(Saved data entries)
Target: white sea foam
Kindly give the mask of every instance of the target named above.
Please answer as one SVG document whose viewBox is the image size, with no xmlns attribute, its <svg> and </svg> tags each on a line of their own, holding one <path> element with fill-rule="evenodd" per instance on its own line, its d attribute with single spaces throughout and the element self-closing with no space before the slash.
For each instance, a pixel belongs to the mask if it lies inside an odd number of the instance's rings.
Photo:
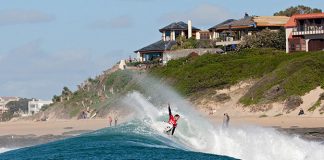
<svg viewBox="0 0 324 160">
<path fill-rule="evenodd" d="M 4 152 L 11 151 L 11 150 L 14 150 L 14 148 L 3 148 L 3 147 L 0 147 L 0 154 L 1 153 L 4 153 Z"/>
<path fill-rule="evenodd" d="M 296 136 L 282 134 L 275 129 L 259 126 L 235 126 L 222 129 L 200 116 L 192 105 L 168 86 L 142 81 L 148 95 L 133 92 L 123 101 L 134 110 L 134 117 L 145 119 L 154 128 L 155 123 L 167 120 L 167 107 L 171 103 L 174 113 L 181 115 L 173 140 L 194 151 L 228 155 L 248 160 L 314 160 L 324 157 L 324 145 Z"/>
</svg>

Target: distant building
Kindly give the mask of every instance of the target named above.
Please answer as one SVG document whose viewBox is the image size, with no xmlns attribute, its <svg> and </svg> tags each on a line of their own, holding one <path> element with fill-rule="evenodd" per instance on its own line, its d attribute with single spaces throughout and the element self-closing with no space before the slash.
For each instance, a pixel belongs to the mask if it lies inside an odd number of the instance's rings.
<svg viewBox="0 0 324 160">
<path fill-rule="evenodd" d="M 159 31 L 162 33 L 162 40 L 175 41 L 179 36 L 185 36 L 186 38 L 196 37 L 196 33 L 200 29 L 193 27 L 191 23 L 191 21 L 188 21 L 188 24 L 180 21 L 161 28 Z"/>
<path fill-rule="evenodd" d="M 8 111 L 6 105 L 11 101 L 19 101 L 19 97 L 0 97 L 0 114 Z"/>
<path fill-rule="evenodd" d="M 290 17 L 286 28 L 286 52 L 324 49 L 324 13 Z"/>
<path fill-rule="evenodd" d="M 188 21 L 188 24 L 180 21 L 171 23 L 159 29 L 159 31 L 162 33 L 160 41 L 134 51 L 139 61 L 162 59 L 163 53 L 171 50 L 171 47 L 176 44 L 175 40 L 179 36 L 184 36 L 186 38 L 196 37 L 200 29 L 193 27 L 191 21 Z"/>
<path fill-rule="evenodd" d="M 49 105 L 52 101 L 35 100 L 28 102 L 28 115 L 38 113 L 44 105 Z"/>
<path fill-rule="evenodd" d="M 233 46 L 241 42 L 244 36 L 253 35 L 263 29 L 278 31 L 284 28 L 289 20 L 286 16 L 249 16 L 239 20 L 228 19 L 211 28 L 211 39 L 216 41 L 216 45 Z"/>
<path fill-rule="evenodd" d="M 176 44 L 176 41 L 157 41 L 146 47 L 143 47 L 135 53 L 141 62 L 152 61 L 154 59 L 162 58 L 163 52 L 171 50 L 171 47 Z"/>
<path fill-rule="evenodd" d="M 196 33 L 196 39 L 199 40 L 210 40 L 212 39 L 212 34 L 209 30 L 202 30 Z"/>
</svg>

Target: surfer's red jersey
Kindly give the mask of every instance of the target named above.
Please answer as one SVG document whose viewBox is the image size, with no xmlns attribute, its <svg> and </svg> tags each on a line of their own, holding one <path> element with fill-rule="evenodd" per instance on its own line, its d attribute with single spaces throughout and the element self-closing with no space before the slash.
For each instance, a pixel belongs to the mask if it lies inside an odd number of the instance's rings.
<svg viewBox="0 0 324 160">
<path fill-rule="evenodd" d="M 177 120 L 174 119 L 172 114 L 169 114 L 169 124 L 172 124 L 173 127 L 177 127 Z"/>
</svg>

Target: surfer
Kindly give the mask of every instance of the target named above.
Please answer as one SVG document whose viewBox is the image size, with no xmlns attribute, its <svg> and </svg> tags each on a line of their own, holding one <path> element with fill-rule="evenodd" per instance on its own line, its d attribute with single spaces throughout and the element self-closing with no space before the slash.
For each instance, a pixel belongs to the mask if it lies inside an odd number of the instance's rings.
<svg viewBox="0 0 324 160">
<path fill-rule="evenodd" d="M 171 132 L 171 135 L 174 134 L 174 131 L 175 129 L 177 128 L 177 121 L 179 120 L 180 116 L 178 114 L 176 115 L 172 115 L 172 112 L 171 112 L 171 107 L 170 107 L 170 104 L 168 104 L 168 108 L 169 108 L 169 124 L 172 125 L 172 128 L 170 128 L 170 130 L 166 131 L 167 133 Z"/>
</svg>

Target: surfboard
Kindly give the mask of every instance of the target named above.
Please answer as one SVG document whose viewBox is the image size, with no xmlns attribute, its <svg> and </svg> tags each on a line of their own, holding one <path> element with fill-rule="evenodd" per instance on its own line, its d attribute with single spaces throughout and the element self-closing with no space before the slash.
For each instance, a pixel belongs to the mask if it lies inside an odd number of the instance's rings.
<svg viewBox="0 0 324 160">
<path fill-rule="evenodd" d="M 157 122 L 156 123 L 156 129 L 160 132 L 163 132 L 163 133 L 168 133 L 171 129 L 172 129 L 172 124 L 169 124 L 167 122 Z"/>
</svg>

- _What is required_
Although the records contain pictures, return only their text, exactly as written.

- _Result for this exercise_
Target: white sea foam
Kindly give the mask of every instance of the target named above.
Please answer as one SVG document whose viewBox is the image size, with no xmlns attribute, its <svg> and </svg> tags each on a line of their own, holding one <path> element with fill-rule="evenodd" per instance on its own line, its d attribute with single spaces throughout and the element self-closing with no space before the slash.
For each instance, a pixel belongs to the mask if it lies inside an odd number of the instance's rings.
Photo:
<svg viewBox="0 0 324 160">
<path fill-rule="evenodd" d="M 4 152 L 11 151 L 11 150 L 14 150 L 14 148 L 3 148 L 3 147 L 0 147 L 0 154 L 1 153 L 4 153 Z"/>
<path fill-rule="evenodd" d="M 296 136 L 282 134 L 275 129 L 259 126 L 235 126 L 222 129 L 200 116 L 192 105 L 168 86 L 142 81 L 148 95 L 133 92 L 123 101 L 134 110 L 134 117 L 145 119 L 154 128 L 155 123 L 167 120 L 167 107 L 171 103 L 174 113 L 181 115 L 173 140 L 194 151 L 228 155 L 248 160 L 314 160 L 324 157 L 324 145 Z"/>
</svg>

Target: distant building
Kindly give the mask of every instance of the target named above.
Please answer as one SVG document whose viewBox is the image size, with no xmlns attribute, its <svg> and </svg> tags each on a line of their own, holding one <path> element with fill-rule="evenodd" per instance on its own line, its d attribute with single spaces throughout and the element self-closing with no space before the slash.
For each instance, a pixel belongs to the mask if it lies inside an odd number of the instance's rings.
<svg viewBox="0 0 324 160">
<path fill-rule="evenodd" d="M 159 31 L 162 33 L 162 40 L 175 41 L 179 36 L 185 36 L 186 38 L 196 37 L 196 33 L 200 29 L 193 27 L 191 23 L 191 21 L 188 21 L 188 24 L 180 21 L 161 28 Z"/>
<path fill-rule="evenodd" d="M 8 111 L 6 105 L 11 101 L 19 101 L 19 97 L 0 97 L 0 114 Z"/>
<path fill-rule="evenodd" d="M 290 17 L 286 28 L 286 52 L 324 49 L 324 13 Z"/>
<path fill-rule="evenodd" d="M 188 21 L 188 24 L 180 21 L 171 23 L 159 29 L 159 31 L 162 33 L 160 41 L 134 51 L 139 61 L 162 59 L 163 53 L 171 50 L 171 47 L 176 44 L 175 40 L 179 36 L 184 36 L 186 38 L 196 37 L 200 29 L 193 27 L 191 21 Z"/>
<path fill-rule="evenodd" d="M 49 105 L 52 101 L 35 100 L 28 102 L 28 115 L 38 113 L 44 105 Z"/>
<path fill-rule="evenodd" d="M 233 46 L 241 42 L 244 36 L 253 35 L 263 29 L 278 31 L 284 28 L 289 20 L 286 16 L 249 16 L 239 20 L 228 19 L 211 28 L 211 39 L 216 41 L 216 45 Z"/>
<path fill-rule="evenodd" d="M 176 44 L 176 41 L 157 41 L 146 47 L 143 47 L 135 53 L 141 62 L 152 61 L 154 59 L 162 58 L 163 52 L 171 50 L 171 47 Z"/>
<path fill-rule="evenodd" d="M 196 33 L 196 39 L 199 40 L 210 40 L 212 39 L 212 34 L 209 30 L 202 30 Z"/>
</svg>

Target: surfer's red jersey
Kindly give the mask of every instance of the target named above.
Please answer as one SVG document whose viewBox is the image size, with no xmlns attribute, its <svg> and </svg> tags each on a line of their own, holding one <path> element with fill-rule="evenodd" per instance on its own line, its d attribute with single spaces throughout and the element self-closing with no space before the slash.
For each instance, a pixel belongs to the mask if it lies inside an odd number of the instance's rings.
<svg viewBox="0 0 324 160">
<path fill-rule="evenodd" d="M 177 120 L 174 119 L 172 114 L 169 114 L 169 124 L 172 124 L 173 127 L 177 127 Z"/>
</svg>

Target: surfer
Kindly give the mask of every instance of the target named above.
Please answer as one SVG document whose viewBox is the image size, with no xmlns attribute, its <svg> and </svg> tags each on a line of their own, holding one <path> element with fill-rule="evenodd" per instance on its own line, its d attribute with single spaces throughout and the element self-closing with no space before the slash.
For each instance, a pixel belongs to the mask if it lies inside an odd number of the instance's rings.
<svg viewBox="0 0 324 160">
<path fill-rule="evenodd" d="M 171 132 L 171 135 L 174 134 L 174 131 L 175 129 L 177 128 L 177 121 L 179 120 L 180 116 L 178 114 L 176 115 L 172 115 L 172 112 L 171 112 L 171 107 L 170 107 L 170 104 L 168 104 L 168 108 L 169 108 L 169 124 L 172 125 L 172 128 L 170 128 L 170 130 L 166 131 L 167 133 Z"/>
</svg>

Target: surfboard
Kindly give the mask of every instance of the target named above.
Please answer as one SVG document whose viewBox is the image size, with no xmlns attribute, its <svg> and </svg> tags each on a line of their own, holding one <path> element with fill-rule="evenodd" per instance on its own line, its d attribute with single spaces throughout and the element self-closing with no space before the slash.
For each instance, a pixel belongs to the mask if it lies inside an odd number of the instance's rings.
<svg viewBox="0 0 324 160">
<path fill-rule="evenodd" d="M 157 122 L 156 123 L 156 129 L 160 132 L 163 132 L 163 133 L 168 133 L 171 129 L 172 129 L 172 124 L 169 124 L 167 122 Z"/>
</svg>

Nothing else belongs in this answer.